======== Dataset excerpts
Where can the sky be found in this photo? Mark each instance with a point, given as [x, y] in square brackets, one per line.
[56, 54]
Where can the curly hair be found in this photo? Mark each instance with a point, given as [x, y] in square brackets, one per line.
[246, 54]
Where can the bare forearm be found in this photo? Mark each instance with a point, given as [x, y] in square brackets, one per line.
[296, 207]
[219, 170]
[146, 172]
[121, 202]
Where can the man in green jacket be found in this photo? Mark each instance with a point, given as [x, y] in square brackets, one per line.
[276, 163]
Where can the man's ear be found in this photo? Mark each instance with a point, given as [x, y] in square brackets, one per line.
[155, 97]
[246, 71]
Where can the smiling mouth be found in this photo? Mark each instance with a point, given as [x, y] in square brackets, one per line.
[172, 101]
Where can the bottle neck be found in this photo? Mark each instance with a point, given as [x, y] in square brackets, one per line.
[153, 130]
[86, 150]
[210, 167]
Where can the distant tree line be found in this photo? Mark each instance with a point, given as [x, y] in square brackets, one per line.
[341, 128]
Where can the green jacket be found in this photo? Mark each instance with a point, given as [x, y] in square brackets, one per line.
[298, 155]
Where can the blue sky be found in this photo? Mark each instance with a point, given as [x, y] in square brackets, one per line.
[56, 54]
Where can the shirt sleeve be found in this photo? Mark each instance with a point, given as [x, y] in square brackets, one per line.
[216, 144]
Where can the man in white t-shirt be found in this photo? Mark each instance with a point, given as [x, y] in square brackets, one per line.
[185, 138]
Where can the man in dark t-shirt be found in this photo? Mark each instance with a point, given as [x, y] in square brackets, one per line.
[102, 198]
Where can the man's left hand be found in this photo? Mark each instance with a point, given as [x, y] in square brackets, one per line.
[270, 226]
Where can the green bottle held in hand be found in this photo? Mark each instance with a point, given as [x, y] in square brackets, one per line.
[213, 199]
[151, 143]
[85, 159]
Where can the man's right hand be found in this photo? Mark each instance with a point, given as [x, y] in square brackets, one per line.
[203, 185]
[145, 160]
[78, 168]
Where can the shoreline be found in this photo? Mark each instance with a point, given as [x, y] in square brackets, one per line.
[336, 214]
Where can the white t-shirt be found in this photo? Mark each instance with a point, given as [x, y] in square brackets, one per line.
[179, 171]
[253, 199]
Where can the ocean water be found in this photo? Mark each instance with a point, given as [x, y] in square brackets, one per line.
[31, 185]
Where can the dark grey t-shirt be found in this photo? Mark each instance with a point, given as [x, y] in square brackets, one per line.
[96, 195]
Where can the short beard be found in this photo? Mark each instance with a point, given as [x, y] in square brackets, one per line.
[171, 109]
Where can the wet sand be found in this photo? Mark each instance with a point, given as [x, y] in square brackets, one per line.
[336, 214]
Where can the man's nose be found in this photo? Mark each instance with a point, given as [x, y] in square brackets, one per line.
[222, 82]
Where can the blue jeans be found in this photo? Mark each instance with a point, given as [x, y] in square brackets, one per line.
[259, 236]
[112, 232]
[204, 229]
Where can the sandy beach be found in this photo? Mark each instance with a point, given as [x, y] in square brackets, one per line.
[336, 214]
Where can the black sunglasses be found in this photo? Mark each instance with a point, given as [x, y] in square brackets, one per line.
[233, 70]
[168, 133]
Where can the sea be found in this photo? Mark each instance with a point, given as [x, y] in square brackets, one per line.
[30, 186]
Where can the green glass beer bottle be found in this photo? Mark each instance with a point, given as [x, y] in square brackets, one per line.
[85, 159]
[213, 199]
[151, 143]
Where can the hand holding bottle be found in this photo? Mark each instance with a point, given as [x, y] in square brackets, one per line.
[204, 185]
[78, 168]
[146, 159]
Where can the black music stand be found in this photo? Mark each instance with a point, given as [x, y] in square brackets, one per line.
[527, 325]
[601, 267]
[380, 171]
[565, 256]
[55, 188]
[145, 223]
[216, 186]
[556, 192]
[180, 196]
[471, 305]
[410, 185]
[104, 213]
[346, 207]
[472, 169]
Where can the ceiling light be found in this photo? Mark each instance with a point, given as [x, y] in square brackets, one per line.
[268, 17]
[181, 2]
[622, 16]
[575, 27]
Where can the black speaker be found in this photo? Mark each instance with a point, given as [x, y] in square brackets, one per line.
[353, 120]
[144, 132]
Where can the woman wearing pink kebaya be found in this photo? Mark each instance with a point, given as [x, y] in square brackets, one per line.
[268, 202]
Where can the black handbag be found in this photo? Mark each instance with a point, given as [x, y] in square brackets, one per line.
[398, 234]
================
What to work on
Reproduce the data in its entirety, matching each character.

Solution for this exercise
Where can the sky be found in this photo? Mark each instance with a point, given as [x, y] in square brackets, one per line.
[56, 54]
Where can the curly hair be found in this photo? Mark each instance with a point, given as [x, y] in square brackets, one per line.
[246, 54]
Where can the bare forearm be found in this photo? Mark each instance with a point, given as [x, y] in square brackets, one per line.
[296, 207]
[219, 170]
[146, 172]
[121, 202]
Where can the man in green jacket be found in this photo? Mark each instance with a point, given as [x, y] in square brackets, one per line.
[276, 163]
Where can the man's ear be found in this photo? Mark each instance with a point, given as [x, y] in square brackets, one per line.
[155, 97]
[246, 71]
Where can the smiling mouth be found in this photo? Mark each instance with a point, given as [x, y] in square brackets, one per line.
[172, 101]
Where can the bottle neck be found in this photo? Mark each instance with a point, given as [x, y] in square brackets, one per line.
[153, 130]
[86, 150]
[210, 167]
Where can the distant tree line be found in this photo? Mark each instance with a point, given as [x, y] in square brackets, one per line.
[341, 128]
Where can the green jacket be found in this photo? Mark each instance with a point, given as [x, y] in square brackets, one per line.
[298, 155]
Where can the blue sky be found in this photo? Mark each instance with a point, given as [x, y] in square brackets, one per line.
[56, 54]
Where can the shirt sleeve be found in this photo? Mark each instance with a point, given as [x, y] in square brackets, one per line.
[216, 144]
Where can the man in white t-shirt be found in this photo? Mark each instance with a point, given as [x, y] in square brackets, one per line.
[185, 138]
Where can the man in dark t-shirt be found in this photo? Mark each instance with a point, given as [x, y] in square brackets, one per line.
[102, 198]
Where can the man's left hand be found in this photo? Mark each instance with a point, given as [x, y] in square brackets, one per line.
[270, 226]
Where can the green bottle held in hand be found in this photo? Mark each instance with a point, given as [x, y] in square brackets, one per line.
[213, 199]
[151, 143]
[85, 159]
Where can the man's right hand be found in this photo? Mark each instance with a point, given as [x, y] in square brackets, one per line.
[203, 185]
[145, 160]
[78, 168]
Where can the shoreline be found in this photo? Mark each instance with a point, given as [x, y] in square brackets, one per line.
[336, 214]
Where can the white t-shirt be found in this photo? Mark each instance with a point, given as [x, y] in square brackets, one per line.
[179, 171]
[253, 199]
Where can the ocean water be found in this photo? Mark each instance with a point, given as [x, y] in square brackets, one per line.
[31, 185]
Where can the dark grey t-shirt be found in this photo? Mark each instance with a point, given as [x, y] in square brackets, one per line.
[96, 195]
Where can the short beard be found in this photo? Mark each instance with a point, given as [x, y] in square brackets, one per line.
[171, 109]
Where can the wet sand be found in this photo? Mark each instance with a point, given as [x, y] in square brackets, one per line.
[336, 214]
Where can the man's nose be found in this photo? Mark each instance with a point, given as [x, y] in square brackets, one per line.
[222, 82]
Where can the blue jeans be found in this photo? Mark each instance with a point, given as [x, y] in square brackets, one per line.
[259, 236]
[112, 232]
[204, 229]
Where can the sandy beach be found in this photo? Mark each instance with a point, given as [x, y] in square brackets, one per line.
[336, 214]
Where can the black sunglasses be found in this photo? Mark each instance with a point, given as [x, y] in square brackets, one per line.
[233, 70]
[168, 133]
Where can the sea be found in this photo? Mark each instance with a point, given as [x, y] in square brackets, one per line.
[30, 186]
Where can the green glass beer bottle be found in this photo? Mark each instance with a point, given as [x, y] in square brackets, one per line.
[85, 159]
[213, 199]
[151, 143]
Where can the hand holding bottle be found in this photo? Mark each instance with a point, given as [x, y] in square brackets, one per line.
[204, 185]
[78, 168]
[146, 159]
Where can the black music stand be found in this photo? Mark each instance with a point, given as [x, y] in square brackets, one per line.
[527, 325]
[601, 267]
[380, 171]
[565, 256]
[55, 188]
[145, 223]
[216, 186]
[556, 192]
[180, 196]
[471, 305]
[410, 185]
[104, 213]
[346, 207]
[472, 169]
Where can the ceiling light be found in this photo? Mark each instance with a point, given as [x, y] in square brackets, one per line.
[268, 17]
[181, 2]
[622, 16]
[575, 27]
Where can the black speaker be found in this photo? Mark each instance with a point, given as [x, y] in square brackets, one per line.
[353, 120]
[144, 132]
Where can the woman wearing pink kebaya be found in this photo? Mark each instance with a point, given as [x, y] in square brackets, one per line.
[268, 202]
Where can the black handbag be found in this photo? Mark each instance with a point, given as [x, y] in square brackets, one per line.
[398, 234]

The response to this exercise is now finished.